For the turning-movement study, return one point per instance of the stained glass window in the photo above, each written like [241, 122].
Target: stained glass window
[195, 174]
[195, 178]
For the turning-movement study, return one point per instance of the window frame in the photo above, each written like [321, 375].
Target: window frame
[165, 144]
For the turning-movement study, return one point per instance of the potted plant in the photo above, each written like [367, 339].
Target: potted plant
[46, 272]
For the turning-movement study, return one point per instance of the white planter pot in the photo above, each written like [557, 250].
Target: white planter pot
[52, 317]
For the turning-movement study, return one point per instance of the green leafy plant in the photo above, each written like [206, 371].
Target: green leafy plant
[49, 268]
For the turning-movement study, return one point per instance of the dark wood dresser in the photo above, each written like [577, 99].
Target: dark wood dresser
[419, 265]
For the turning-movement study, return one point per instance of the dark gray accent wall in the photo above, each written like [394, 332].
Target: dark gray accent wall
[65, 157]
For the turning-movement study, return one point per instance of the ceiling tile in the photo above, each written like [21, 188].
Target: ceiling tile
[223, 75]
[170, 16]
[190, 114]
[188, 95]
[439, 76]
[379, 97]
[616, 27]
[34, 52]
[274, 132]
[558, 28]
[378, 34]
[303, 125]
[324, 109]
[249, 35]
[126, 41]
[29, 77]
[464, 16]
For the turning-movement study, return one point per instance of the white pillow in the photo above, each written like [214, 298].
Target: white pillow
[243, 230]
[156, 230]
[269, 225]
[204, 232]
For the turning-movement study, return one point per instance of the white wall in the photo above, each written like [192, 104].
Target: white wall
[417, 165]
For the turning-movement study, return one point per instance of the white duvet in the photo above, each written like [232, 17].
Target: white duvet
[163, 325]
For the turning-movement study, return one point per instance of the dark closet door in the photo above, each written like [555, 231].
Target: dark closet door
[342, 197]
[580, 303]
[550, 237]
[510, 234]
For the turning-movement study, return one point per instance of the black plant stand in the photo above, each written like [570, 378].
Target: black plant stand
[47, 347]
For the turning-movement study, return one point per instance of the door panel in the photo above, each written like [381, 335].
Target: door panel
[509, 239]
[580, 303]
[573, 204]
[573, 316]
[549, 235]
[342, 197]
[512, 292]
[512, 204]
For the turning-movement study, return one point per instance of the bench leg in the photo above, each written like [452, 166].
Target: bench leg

========================================================================

Your objective: Return all of the data precisely as it appears.

Complete answer:
For the turning-movement study, return one point per instance of the stained glass window in the photo above, each written like [241, 122].
Target: stained glass window
[195, 174]
[195, 178]
For the turning-movement study, return one point per instance of the window frame in the photo above, each written like [321, 375].
Target: window frame
[165, 144]
For the turning-movement study, return one point per instance of the potted plant in the photo above, each written like [367, 339].
Target: potted plant
[46, 272]
For the turning-movement study, return one point per instance of the white planter pot in the photo above, each written like [557, 250].
Target: white planter pot
[52, 317]
For the turning-movement study, return one point per instance of the green leafy plant in the photo above, each written like [206, 371].
Target: green leafy plant
[49, 268]
For the turning-movement study, return one point per instance of the dark wood dresser in the photo above, each written like [577, 99].
Target: dark wood dresser
[419, 265]
For the turning-movement study, return one point per instance of the dark gray accent wall in the photo above, each written like [394, 332].
Target: dark gray accent wall
[65, 157]
For the turning-movement study, return one point per instance of the ceiling tile in the photo above, each written like [21, 188].
Target: ceiling tile
[223, 75]
[170, 16]
[190, 114]
[188, 95]
[439, 76]
[379, 97]
[616, 27]
[34, 52]
[274, 132]
[558, 28]
[378, 34]
[303, 125]
[324, 109]
[249, 35]
[126, 41]
[29, 77]
[464, 16]
For the turning-movement study, return one point per instance of the white pillow in the photo above, each written like [214, 298].
Target: white pillow
[243, 230]
[156, 230]
[269, 225]
[204, 232]
For the turning-movement study, return one point per instance of the white wall in the photo above, each written like [192, 104].
Target: white wall
[417, 165]
For the turning-movement study, return one point per instance of the white duvet in the photo above, each written like [232, 17].
Target: white duvet
[163, 325]
For the turning-movement study, return one point per instance of the dark closet door in the photo above, each written like [555, 231].
Target: dark closet door
[342, 197]
[580, 303]
[550, 237]
[510, 234]
For the turning-movement study, return one point per instance of the black plant stand in the photo above, each written like [570, 378].
Target: black plant stand
[47, 347]
For the turning-movement study, return one point per instance of the door panel in the photo above, each written like [381, 335].
Target: door panel
[509, 239]
[580, 303]
[573, 204]
[573, 316]
[549, 235]
[342, 197]
[512, 292]
[512, 204]
For the turning-movement study, return one point per instance of the bench leg in the photo above, each written like [452, 166].
Target: bench leg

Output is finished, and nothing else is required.